Exercise details | Scan the entries below. Return every line that includes "hand".

╭─ Exercise data

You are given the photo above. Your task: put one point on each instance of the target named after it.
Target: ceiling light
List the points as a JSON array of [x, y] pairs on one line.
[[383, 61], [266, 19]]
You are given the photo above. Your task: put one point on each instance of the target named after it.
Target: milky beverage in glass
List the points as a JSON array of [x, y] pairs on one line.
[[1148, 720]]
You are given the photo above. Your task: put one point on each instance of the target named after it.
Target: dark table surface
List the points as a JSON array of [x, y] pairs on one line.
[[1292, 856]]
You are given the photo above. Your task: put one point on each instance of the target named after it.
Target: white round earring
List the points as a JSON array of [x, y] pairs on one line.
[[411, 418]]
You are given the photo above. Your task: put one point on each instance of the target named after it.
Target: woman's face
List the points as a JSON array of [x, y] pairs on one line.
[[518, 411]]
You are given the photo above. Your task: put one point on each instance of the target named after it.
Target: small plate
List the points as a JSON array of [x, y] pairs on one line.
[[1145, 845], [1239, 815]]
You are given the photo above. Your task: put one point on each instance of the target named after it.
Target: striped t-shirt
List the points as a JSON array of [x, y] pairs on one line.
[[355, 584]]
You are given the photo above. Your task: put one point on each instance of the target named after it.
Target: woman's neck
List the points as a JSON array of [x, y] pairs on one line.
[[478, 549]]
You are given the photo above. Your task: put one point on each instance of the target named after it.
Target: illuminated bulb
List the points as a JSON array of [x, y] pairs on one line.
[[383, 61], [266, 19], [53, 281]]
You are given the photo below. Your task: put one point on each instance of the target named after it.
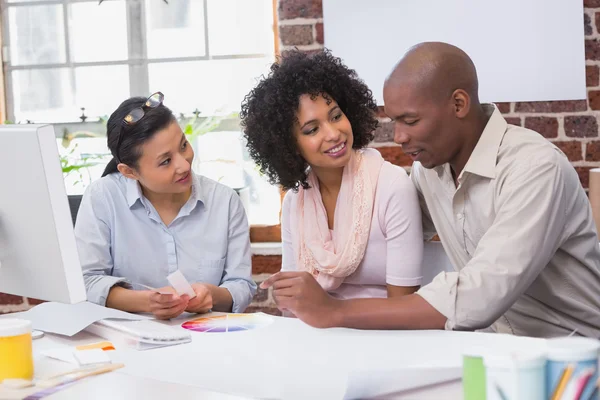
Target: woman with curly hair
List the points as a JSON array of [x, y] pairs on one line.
[[350, 220]]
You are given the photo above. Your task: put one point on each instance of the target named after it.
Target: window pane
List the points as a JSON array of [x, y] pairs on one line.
[[43, 95], [222, 156], [240, 27], [175, 29], [209, 86], [98, 32], [101, 89], [36, 35], [91, 153]]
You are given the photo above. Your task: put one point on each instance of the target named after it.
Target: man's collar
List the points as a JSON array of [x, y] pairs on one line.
[[482, 161]]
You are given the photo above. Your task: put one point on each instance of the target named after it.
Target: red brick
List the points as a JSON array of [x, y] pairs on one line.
[[289, 9], [592, 48], [591, 75], [504, 108], [545, 126], [395, 155], [592, 151], [319, 31], [384, 132], [584, 175], [266, 310], [514, 120], [10, 299], [594, 98], [572, 149], [581, 126], [296, 35], [551, 106], [266, 264]]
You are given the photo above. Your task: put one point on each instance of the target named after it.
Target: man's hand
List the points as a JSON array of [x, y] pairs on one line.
[[300, 294], [203, 302], [165, 303]]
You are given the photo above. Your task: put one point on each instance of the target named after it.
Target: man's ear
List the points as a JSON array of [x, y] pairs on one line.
[[127, 171], [461, 101]]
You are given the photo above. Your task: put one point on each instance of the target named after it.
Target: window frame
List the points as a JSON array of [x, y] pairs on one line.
[[137, 62]]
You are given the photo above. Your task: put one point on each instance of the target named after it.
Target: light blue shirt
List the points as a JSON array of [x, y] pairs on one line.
[[121, 239]]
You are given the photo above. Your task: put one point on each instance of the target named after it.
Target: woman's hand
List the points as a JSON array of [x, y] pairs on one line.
[[203, 302], [165, 303], [300, 294]]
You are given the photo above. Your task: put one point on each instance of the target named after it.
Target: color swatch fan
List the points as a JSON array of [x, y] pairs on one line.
[[227, 323]]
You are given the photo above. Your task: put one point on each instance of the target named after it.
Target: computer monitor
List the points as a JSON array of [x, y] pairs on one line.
[[38, 253]]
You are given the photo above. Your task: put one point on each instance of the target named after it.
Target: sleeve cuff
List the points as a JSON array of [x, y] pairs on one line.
[[395, 281], [241, 293], [441, 294], [98, 292]]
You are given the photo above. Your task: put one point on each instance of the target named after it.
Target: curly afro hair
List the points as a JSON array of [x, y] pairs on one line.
[[268, 112]]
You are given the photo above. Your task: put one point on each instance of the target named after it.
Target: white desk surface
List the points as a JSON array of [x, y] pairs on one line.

╰─

Result of the task |
Target: man's hand
Target: woman's hand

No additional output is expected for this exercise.